BRIEF »
Count the lines in the listing below that contain the string "hull", and reply with the number only.

(Records of position annotations)
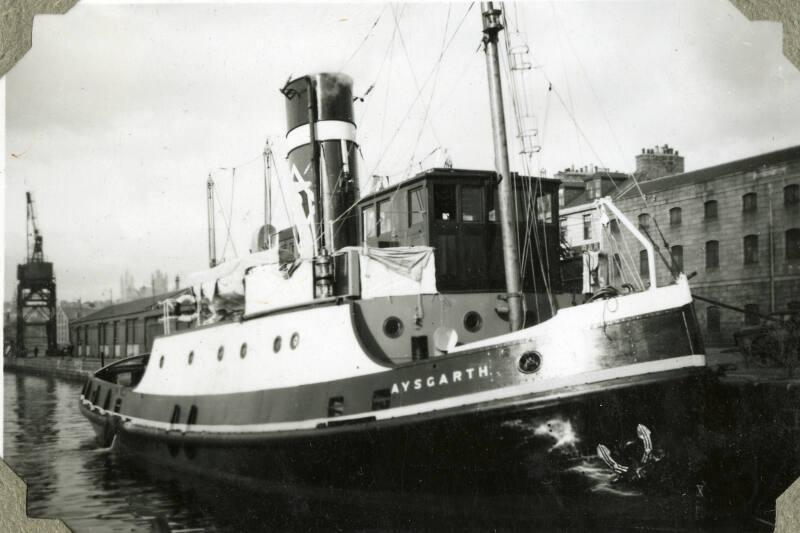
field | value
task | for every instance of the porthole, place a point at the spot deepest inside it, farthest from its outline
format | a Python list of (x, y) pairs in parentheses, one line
[(393, 327), (529, 362), (473, 321)]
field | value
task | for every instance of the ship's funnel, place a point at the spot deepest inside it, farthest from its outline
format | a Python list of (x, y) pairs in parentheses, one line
[(321, 135)]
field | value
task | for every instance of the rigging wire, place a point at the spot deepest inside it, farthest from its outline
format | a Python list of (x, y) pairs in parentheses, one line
[(559, 31), (597, 100), (414, 75), (225, 219), (364, 40), (419, 93), (433, 90)]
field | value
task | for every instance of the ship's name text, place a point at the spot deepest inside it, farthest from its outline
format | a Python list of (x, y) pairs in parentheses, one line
[(429, 382)]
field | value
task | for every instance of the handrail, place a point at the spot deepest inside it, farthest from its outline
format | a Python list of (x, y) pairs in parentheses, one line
[(606, 202)]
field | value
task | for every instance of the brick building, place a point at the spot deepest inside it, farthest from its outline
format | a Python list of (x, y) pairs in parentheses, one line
[(735, 227), (122, 329)]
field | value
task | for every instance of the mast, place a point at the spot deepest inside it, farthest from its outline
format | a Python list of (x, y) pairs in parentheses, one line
[(508, 222), (267, 196), (212, 242)]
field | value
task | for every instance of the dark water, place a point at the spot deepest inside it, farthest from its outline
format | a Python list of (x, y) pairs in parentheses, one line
[(52, 447)]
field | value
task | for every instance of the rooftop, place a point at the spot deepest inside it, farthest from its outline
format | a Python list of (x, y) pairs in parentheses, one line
[(748, 164)]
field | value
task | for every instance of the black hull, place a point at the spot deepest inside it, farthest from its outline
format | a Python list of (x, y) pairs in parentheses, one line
[(529, 448)]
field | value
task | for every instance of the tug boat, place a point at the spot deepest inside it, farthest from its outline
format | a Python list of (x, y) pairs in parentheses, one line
[(383, 341)]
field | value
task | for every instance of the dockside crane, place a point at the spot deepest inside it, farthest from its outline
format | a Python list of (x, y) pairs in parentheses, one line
[(36, 293)]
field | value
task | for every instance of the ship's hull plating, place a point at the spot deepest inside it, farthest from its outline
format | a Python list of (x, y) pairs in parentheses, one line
[(518, 412), (519, 448)]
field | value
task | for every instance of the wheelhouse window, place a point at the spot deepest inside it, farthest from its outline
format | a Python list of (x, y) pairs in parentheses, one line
[(710, 210), (750, 203), (445, 202), (416, 206), (791, 195), (368, 222), (675, 216), (793, 244), (644, 268), (471, 203), (385, 217), (751, 249), (712, 254)]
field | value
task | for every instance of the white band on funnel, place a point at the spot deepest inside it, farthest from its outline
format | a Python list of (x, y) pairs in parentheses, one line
[(326, 130)]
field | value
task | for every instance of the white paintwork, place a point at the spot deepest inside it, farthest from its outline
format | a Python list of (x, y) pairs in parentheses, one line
[(328, 350), (538, 386), (378, 281), (581, 317), (267, 289), (325, 130), (651, 256)]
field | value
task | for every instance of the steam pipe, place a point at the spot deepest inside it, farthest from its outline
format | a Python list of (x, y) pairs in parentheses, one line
[(319, 211), (212, 239)]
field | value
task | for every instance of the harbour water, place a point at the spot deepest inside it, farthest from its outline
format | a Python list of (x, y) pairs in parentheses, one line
[(52, 447)]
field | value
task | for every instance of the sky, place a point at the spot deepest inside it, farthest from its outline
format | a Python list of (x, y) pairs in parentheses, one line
[(118, 114)]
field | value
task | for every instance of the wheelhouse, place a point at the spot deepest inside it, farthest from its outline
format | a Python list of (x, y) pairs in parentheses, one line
[(455, 212)]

ANSWER TO THE TASK »
2